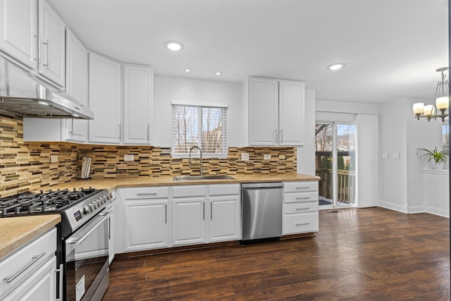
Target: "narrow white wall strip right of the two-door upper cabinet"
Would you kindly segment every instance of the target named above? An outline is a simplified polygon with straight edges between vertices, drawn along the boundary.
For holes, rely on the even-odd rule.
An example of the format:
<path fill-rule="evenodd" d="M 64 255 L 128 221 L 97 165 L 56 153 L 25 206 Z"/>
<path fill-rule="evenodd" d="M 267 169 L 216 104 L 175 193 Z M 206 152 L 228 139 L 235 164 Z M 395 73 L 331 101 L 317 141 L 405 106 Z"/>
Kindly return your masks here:
<path fill-rule="evenodd" d="M 315 171 L 315 90 L 305 90 L 305 145 L 297 148 L 297 172 L 314 176 Z"/>

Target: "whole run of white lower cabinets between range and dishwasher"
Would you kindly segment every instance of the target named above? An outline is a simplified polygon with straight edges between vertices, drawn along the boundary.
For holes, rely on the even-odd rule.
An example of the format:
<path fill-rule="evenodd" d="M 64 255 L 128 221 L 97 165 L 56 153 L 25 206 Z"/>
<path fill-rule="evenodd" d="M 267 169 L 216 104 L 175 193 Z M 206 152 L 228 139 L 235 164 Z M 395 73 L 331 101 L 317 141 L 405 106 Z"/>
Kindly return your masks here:
<path fill-rule="evenodd" d="M 117 191 L 117 253 L 241 238 L 240 184 Z"/>

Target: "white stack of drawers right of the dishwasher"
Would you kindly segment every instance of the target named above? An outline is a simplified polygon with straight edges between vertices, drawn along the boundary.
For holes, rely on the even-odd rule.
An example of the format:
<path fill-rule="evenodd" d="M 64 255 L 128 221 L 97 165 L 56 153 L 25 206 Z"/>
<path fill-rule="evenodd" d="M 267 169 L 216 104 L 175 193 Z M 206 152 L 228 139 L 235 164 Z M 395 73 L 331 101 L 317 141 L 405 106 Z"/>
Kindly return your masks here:
<path fill-rule="evenodd" d="M 283 235 L 319 231 L 318 182 L 283 183 Z"/>

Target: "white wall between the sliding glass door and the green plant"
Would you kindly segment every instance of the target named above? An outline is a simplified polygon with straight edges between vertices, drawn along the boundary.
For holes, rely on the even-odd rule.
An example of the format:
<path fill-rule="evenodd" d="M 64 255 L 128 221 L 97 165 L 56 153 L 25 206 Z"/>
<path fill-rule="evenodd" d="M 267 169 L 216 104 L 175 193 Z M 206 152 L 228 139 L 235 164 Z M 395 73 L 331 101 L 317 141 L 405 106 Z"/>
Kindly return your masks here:
<path fill-rule="evenodd" d="M 381 154 L 381 206 L 404 213 L 424 212 L 424 164 L 419 161 L 419 147 L 441 149 L 441 121 L 417 121 L 412 113 L 415 102 L 431 101 L 405 98 L 379 105 Z M 393 154 L 399 153 L 400 159 Z"/>

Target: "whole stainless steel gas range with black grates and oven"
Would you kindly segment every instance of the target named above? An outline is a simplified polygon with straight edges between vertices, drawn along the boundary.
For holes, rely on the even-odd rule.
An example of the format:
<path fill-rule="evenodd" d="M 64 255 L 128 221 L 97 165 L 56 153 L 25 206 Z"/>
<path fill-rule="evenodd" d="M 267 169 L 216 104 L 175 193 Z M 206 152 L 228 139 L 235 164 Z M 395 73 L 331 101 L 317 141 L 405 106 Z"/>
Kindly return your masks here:
<path fill-rule="evenodd" d="M 108 191 L 94 188 L 23 192 L 0 199 L 0 218 L 61 214 L 56 266 L 63 266 L 63 285 L 56 293 L 62 300 L 101 300 L 109 284 L 110 204 Z"/>

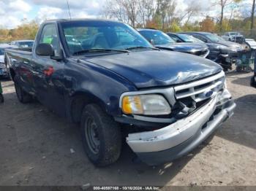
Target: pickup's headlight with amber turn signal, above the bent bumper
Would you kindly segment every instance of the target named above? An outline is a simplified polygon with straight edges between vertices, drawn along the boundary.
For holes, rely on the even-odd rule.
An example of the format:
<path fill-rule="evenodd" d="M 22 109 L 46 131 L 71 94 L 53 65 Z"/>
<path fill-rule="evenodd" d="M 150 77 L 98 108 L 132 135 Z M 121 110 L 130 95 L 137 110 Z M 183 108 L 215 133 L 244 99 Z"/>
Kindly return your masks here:
<path fill-rule="evenodd" d="M 170 114 L 171 109 L 162 95 L 125 95 L 121 101 L 124 114 L 161 115 Z"/>

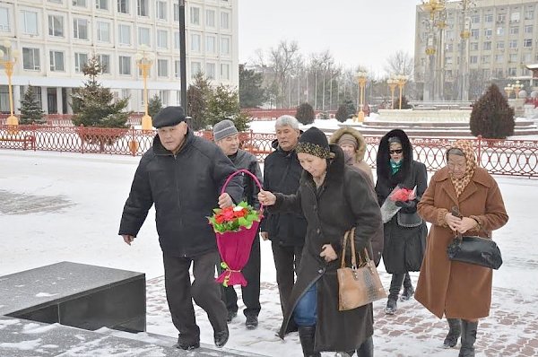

[About this exercise]
Go through the listing above and return each line that includes the word "door".

[Result of this task]
Target: "narrow white wall strip right of the two-door upper cabinet"
Target: "white wall between the sliding glass door and the green plant"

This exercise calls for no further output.